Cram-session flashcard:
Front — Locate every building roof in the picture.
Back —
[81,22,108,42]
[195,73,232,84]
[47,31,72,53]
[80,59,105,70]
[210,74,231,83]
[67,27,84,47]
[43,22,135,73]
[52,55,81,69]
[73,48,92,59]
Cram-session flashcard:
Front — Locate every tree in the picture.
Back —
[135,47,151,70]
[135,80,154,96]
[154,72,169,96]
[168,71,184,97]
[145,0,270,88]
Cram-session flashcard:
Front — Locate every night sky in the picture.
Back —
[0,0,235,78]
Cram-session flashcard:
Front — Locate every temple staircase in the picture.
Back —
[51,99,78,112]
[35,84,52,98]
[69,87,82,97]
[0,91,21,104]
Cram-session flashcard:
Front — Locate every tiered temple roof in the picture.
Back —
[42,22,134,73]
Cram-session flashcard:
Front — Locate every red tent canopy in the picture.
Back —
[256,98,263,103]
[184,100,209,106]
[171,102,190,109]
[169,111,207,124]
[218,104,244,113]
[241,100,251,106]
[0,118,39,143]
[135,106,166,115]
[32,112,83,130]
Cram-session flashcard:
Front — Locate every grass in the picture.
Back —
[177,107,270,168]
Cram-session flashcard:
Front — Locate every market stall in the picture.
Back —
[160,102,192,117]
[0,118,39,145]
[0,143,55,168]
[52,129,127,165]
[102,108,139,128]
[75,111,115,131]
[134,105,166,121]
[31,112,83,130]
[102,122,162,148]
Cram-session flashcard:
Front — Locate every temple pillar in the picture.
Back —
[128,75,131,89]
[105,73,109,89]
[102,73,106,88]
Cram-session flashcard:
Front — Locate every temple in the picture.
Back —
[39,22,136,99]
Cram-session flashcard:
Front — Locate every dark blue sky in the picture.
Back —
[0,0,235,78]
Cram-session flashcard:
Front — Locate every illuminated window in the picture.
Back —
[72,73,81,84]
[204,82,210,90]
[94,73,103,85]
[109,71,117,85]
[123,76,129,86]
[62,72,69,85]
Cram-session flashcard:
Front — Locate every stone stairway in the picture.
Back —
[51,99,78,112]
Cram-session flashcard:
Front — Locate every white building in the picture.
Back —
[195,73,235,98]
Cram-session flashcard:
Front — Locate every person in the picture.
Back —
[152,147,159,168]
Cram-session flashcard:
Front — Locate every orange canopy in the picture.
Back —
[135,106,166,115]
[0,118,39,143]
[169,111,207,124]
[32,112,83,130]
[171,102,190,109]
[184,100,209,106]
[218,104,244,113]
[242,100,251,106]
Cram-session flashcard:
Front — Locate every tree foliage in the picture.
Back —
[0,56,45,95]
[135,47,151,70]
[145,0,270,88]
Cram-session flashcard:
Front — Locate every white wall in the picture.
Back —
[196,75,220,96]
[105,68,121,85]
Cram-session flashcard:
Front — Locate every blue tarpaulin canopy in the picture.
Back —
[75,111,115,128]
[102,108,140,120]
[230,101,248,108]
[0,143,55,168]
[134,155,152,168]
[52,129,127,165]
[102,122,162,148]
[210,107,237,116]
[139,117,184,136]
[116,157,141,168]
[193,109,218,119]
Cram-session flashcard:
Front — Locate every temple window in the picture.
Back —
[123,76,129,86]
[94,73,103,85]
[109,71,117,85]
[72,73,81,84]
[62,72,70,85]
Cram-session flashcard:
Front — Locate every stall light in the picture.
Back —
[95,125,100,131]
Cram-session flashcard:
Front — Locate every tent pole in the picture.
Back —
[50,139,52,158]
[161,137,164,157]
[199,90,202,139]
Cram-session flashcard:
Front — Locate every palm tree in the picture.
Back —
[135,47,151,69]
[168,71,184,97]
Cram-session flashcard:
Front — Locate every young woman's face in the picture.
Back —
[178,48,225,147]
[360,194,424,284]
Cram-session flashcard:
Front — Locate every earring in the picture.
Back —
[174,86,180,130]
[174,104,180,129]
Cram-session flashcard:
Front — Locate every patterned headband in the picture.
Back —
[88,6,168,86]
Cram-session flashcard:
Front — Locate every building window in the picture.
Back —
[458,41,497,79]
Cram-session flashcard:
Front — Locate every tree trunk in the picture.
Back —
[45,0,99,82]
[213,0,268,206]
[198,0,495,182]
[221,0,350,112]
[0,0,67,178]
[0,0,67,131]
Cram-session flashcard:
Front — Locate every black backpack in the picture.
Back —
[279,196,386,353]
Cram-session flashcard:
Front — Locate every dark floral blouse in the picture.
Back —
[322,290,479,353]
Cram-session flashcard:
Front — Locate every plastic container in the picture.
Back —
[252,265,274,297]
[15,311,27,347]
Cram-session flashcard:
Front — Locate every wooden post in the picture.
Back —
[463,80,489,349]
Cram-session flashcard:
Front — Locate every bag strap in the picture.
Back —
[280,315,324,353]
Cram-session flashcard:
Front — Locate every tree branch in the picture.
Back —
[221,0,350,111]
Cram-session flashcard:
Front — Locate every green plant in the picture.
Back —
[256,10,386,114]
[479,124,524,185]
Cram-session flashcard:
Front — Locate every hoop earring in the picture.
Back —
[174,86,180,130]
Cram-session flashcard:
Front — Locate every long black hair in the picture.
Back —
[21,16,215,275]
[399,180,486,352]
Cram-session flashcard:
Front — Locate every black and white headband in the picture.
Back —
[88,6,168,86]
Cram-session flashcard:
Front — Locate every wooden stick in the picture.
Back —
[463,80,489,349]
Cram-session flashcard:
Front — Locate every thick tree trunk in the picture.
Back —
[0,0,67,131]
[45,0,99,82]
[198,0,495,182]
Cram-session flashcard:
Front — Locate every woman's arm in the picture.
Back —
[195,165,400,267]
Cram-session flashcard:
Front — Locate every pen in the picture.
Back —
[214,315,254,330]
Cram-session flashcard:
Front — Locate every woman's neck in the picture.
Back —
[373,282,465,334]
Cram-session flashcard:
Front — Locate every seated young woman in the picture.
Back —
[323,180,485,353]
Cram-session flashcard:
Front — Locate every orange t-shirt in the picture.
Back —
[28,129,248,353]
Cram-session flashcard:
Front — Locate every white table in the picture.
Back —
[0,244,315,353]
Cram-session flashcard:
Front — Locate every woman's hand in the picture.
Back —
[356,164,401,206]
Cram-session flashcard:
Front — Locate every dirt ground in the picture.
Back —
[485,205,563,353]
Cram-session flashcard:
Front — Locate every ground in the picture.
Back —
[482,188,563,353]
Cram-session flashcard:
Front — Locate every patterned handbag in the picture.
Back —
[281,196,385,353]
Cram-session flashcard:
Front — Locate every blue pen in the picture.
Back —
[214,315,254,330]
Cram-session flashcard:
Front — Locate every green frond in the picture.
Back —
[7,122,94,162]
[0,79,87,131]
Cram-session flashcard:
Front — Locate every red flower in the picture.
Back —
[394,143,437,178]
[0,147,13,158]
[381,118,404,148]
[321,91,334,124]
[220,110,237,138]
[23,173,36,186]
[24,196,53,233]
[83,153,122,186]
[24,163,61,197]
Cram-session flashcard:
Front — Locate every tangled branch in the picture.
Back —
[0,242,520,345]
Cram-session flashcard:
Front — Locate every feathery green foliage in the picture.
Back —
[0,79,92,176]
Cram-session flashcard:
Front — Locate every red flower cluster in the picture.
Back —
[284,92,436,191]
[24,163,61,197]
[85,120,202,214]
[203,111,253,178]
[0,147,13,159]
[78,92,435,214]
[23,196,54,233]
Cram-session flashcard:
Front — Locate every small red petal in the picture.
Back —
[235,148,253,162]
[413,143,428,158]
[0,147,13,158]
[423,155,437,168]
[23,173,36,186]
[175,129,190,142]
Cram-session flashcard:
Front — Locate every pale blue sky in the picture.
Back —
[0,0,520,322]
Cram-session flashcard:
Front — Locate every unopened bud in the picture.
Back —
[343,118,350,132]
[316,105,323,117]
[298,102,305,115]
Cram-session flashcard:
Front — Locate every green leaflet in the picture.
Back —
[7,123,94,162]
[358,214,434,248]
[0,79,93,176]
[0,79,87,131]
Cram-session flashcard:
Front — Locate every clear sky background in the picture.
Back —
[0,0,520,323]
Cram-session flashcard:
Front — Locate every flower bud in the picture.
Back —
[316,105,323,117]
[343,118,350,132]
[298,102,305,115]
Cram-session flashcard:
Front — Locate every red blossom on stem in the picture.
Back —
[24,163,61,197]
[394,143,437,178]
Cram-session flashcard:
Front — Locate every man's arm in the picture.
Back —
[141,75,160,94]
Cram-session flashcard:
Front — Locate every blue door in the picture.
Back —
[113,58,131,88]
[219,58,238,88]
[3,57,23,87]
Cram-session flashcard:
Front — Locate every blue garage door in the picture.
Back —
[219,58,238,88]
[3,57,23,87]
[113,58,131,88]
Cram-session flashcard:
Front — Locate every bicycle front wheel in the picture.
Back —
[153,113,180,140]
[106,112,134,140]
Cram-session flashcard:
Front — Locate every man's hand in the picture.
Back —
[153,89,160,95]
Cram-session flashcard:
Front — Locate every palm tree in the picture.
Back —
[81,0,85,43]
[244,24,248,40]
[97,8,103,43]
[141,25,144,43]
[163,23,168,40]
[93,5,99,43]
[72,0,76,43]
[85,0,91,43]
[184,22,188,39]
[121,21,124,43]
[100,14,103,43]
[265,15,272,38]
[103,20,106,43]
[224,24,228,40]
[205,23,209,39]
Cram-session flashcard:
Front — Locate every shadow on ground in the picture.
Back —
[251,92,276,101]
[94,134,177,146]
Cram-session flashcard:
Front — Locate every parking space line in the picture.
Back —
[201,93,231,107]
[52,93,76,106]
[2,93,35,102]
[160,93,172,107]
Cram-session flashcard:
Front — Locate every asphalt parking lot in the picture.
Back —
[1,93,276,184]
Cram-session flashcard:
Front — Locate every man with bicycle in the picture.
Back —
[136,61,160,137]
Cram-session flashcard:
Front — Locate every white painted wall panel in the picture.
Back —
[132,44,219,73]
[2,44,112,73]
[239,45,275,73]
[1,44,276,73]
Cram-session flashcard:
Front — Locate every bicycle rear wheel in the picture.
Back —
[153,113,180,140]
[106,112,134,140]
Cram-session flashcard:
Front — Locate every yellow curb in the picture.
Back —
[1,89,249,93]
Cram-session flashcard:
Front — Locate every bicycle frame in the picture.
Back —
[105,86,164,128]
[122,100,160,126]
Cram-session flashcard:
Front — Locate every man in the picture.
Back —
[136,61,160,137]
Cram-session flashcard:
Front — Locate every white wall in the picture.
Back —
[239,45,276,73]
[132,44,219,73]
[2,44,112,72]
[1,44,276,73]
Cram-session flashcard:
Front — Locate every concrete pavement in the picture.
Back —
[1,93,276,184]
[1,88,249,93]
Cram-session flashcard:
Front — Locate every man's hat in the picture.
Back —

# [WHAT YOU HAVE TO DO]
Copy the entries above word for word, from the very first line through the line that contains "[39,22,136,99]".

# [OUTPUT OF THE TASK]
Cram-session flashcard:
Front — Locate every building roof in the picture.
Back —
[81,22,108,42]
[195,73,232,84]
[47,31,72,53]
[80,59,105,70]
[210,74,231,83]
[67,27,84,47]
[43,22,135,73]
[52,55,81,69]
[73,48,92,59]
Cram-session flashcard:
Front — Locate every tree in the picture.
Back —
[135,47,151,70]
[135,80,154,96]
[154,72,169,96]
[168,71,184,97]
[145,0,270,88]
Cram-session flashcard:
Front — Locate every night sky in the picture.
Back —
[0,0,235,78]
Cram-session flashcard:
Front — Locate every temple staircase in the picture.
Back —
[51,99,78,112]
[35,84,52,98]
[69,87,82,97]
[0,91,21,104]
Cram-session flashcard:
Front — Locate every tiered temple roof in the picture.
Back —
[42,22,134,73]
Cram-session flashcard:
Front — Locate every red tent canopy in the picture.
Back —
[256,98,263,103]
[184,100,209,106]
[171,102,190,109]
[169,111,207,124]
[218,104,244,113]
[241,100,251,106]
[0,118,39,143]
[135,106,166,115]
[32,112,83,130]
Cram-session flashcard:
Front — Locate every grass in the picture.
Back —
[177,107,270,168]
Cram-session flashcard:
Front — Locate every market stall in the picture.
Back —
[160,102,192,117]
[0,118,39,145]
[0,143,55,168]
[52,129,127,165]
[102,108,139,128]
[75,111,115,131]
[134,105,166,121]
[31,112,83,130]
[102,122,162,148]
Cram-session flashcard:
Front — Locate every temple pillar in the picture.
Back —
[128,75,131,89]
[105,73,109,89]
[102,73,106,88]
Cram-session flashcard:
Front — Locate every temple in the picture.
Back —
[39,22,136,99]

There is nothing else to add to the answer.